Records for processing:
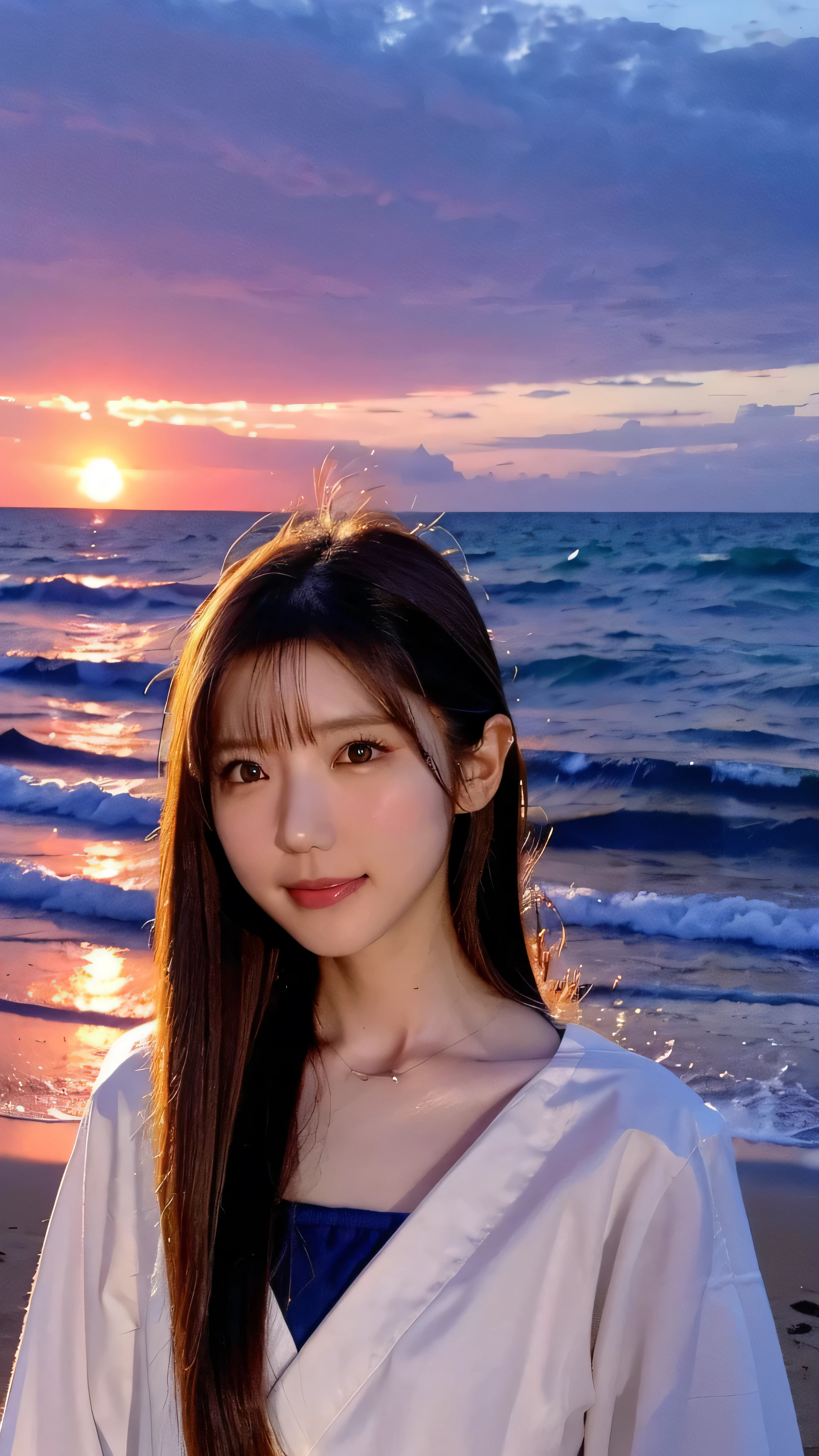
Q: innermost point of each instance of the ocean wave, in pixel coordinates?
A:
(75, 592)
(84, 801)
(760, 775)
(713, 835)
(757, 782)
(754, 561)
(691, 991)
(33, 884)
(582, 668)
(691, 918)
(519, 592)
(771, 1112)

--

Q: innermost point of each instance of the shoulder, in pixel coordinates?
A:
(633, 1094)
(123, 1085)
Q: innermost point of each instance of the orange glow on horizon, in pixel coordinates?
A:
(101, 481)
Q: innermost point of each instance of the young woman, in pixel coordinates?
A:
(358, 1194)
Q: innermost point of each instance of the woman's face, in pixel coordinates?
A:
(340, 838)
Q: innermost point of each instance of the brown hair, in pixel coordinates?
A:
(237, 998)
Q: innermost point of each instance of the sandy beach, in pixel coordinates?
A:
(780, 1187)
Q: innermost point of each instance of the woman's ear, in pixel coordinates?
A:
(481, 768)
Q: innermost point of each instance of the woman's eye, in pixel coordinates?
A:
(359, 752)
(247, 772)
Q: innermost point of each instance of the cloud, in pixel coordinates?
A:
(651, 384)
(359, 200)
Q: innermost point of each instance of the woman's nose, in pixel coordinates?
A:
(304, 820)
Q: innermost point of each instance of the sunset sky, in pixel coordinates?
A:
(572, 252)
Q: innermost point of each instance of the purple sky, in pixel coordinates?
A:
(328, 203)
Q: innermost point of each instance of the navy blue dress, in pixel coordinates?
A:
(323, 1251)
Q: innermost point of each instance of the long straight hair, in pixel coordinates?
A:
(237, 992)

--

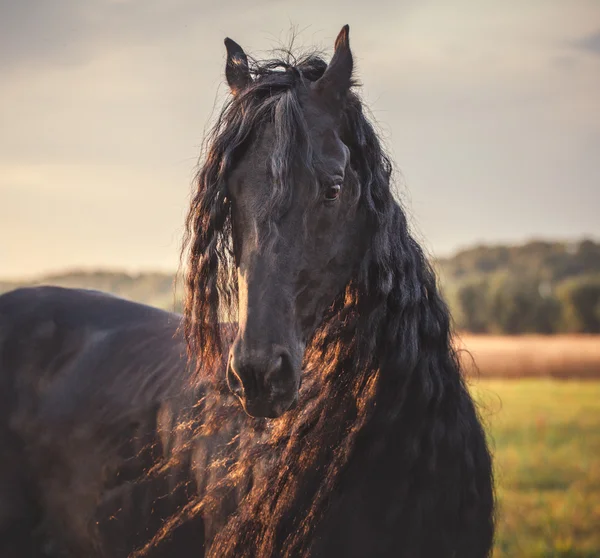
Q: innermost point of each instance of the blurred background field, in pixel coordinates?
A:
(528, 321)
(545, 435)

Your task: In how many lines of the records does the string "woman" occur? Answer with the number alone.

Final answer: 5